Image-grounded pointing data
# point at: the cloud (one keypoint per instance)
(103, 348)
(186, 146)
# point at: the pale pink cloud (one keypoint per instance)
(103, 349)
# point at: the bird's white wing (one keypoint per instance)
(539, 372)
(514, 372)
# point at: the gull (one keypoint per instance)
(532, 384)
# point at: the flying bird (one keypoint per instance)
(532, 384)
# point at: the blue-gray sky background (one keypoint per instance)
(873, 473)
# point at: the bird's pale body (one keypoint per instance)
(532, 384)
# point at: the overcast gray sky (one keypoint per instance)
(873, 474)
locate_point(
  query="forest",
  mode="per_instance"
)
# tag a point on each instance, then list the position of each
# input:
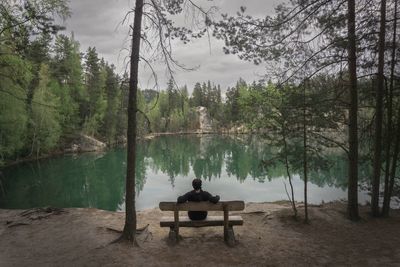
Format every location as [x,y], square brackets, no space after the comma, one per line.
[331,84]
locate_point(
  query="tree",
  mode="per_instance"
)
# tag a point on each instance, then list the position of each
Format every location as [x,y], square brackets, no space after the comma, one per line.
[304,35]
[352,198]
[379,114]
[389,180]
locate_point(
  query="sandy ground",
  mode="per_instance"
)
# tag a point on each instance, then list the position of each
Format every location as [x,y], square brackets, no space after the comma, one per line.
[269,237]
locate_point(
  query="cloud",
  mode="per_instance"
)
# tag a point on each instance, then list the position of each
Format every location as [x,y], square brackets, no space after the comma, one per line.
[98,23]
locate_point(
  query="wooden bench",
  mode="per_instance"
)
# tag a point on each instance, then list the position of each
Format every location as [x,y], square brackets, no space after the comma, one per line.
[183,221]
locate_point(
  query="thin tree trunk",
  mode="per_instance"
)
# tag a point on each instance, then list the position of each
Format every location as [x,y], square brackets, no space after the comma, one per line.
[352,208]
[288,171]
[394,162]
[387,194]
[129,230]
[305,158]
[379,115]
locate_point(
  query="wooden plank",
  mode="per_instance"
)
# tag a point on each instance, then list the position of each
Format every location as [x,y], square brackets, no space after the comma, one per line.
[184,221]
[236,205]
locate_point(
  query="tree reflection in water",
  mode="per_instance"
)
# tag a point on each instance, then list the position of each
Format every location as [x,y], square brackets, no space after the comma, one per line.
[98,180]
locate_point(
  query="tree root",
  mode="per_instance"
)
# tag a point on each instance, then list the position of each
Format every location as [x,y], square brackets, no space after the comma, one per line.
[142,235]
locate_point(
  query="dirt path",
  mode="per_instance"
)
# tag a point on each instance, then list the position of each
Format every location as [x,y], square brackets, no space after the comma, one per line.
[269,237]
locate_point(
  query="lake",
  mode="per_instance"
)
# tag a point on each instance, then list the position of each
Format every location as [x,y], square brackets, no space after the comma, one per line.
[229,166]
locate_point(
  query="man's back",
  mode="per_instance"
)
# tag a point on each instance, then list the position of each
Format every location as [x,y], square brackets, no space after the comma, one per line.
[198,196]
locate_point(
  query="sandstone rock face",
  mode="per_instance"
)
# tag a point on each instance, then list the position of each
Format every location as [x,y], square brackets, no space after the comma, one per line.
[204,120]
[86,143]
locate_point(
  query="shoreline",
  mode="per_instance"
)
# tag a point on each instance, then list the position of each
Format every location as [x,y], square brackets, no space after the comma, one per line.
[64,151]
[269,236]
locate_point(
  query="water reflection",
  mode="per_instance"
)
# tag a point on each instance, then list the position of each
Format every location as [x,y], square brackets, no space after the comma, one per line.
[229,166]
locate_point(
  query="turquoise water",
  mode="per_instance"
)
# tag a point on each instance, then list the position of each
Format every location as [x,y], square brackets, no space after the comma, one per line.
[229,166]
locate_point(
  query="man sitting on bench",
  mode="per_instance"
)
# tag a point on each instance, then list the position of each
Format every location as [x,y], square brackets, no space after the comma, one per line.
[197,195]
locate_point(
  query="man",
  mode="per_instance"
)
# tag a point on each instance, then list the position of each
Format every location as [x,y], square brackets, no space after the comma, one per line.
[197,195]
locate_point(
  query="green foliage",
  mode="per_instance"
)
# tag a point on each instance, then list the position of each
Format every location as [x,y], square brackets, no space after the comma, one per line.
[45,117]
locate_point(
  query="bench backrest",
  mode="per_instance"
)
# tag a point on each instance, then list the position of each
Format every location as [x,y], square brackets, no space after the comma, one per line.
[236,205]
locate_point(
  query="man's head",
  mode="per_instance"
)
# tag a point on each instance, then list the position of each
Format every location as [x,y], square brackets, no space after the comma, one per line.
[196,183]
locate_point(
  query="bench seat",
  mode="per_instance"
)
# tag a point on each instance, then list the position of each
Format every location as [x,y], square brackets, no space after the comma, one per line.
[184,221]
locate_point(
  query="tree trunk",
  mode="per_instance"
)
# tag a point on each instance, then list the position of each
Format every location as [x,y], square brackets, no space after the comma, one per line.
[387,194]
[352,208]
[394,162]
[379,115]
[305,158]
[288,171]
[130,209]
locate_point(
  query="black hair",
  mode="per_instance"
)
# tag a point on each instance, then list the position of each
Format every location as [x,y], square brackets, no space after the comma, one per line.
[196,183]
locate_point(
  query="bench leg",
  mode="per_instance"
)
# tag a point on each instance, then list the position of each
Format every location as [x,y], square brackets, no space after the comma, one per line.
[229,236]
[173,235]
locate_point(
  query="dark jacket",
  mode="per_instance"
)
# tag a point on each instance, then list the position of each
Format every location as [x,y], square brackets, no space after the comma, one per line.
[197,197]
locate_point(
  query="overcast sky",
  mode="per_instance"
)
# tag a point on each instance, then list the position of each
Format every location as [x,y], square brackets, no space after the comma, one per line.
[97,23]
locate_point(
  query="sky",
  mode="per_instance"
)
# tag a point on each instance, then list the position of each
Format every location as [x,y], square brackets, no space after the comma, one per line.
[98,23]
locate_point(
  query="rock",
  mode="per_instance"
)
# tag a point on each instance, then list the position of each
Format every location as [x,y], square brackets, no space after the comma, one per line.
[86,143]
[204,120]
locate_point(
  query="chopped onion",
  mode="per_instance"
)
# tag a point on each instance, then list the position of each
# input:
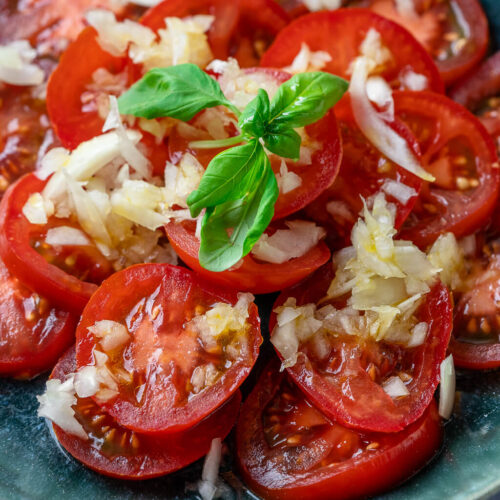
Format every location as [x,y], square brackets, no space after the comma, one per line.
[447,387]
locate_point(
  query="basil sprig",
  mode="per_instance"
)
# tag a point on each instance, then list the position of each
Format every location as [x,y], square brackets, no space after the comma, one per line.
[239,189]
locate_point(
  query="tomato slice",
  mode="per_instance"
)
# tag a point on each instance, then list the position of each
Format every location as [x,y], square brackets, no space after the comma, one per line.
[252,275]
[159,367]
[475,343]
[459,152]
[115,451]
[56,273]
[33,334]
[287,449]
[346,384]
[364,172]
[454,32]
[350,27]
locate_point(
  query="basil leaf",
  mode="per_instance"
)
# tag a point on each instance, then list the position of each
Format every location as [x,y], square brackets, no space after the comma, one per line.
[255,116]
[178,91]
[229,231]
[306,98]
[226,177]
[283,141]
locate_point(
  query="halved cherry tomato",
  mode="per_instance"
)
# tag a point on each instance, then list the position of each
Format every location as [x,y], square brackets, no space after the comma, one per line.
[33,334]
[252,275]
[170,373]
[454,32]
[288,450]
[480,94]
[363,173]
[346,383]
[459,152]
[475,343]
[350,27]
[115,451]
[56,273]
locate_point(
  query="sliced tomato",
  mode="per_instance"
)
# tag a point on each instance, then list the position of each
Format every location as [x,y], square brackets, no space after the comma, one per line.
[454,32]
[59,274]
[364,172]
[461,155]
[346,384]
[170,375]
[286,449]
[350,27]
[252,275]
[33,334]
[115,451]
[475,343]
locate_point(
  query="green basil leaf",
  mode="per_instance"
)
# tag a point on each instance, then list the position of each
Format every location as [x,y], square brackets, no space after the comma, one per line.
[177,91]
[229,231]
[306,98]
[255,116]
[283,141]
[226,177]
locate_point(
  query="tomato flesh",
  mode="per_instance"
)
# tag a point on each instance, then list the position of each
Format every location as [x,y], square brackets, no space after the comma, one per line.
[115,451]
[288,449]
[157,367]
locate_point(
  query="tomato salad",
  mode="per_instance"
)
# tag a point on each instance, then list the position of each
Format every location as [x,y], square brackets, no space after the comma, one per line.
[161,166]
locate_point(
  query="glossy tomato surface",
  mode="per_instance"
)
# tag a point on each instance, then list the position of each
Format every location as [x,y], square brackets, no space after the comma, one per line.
[346,384]
[287,449]
[58,273]
[118,452]
[170,373]
[350,27]
[461,155]
[252,275]
[33,334]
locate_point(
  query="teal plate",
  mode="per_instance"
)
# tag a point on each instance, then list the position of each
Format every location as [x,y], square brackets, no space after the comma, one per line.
[32,466]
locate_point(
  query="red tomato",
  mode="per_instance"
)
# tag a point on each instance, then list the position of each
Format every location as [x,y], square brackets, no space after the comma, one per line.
[158,391]
[350,27]
[252,275]
[454,32]
[480,93]
[33,334]
[115,451]
[460,154]
[475,343]
[56,273]
[363,172]
[288,450]
[347,384]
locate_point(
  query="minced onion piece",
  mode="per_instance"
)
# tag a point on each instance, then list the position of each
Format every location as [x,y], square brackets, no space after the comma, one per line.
[447,387]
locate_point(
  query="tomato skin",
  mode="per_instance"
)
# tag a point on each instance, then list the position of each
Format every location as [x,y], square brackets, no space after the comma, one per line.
[440,125]
[252,276]
[33,334]
[397,457]
[116,299]
[367,406]
[351,27]
[25,263]
[155,455]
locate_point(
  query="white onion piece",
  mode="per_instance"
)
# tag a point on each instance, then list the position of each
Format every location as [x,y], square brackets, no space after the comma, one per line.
[447,387]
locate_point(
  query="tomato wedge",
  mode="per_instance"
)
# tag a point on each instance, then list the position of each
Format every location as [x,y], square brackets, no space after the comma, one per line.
[346,384]
[58,273]
[118,452]
[460,154]
[350,27]
[252,275]
[170,372]
[454,32]
[288,450]
[33,334]
[364,172]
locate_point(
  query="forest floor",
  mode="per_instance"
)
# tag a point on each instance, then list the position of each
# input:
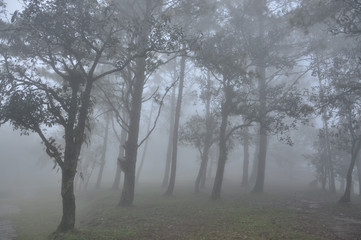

**WORK ITEM**
Each line containing the word "tomato" needs to be copied from the data above.

**RESPONSE BOX**
  query="tomato slice",
  query="halved cherry tomato",
  query="sliced tomato",
  query="tomato flesh",
  query="tomato salad",
  query="glossy tomato surface",
  query="red tomato",
  query="tomato skin",
  query="tomato wedge",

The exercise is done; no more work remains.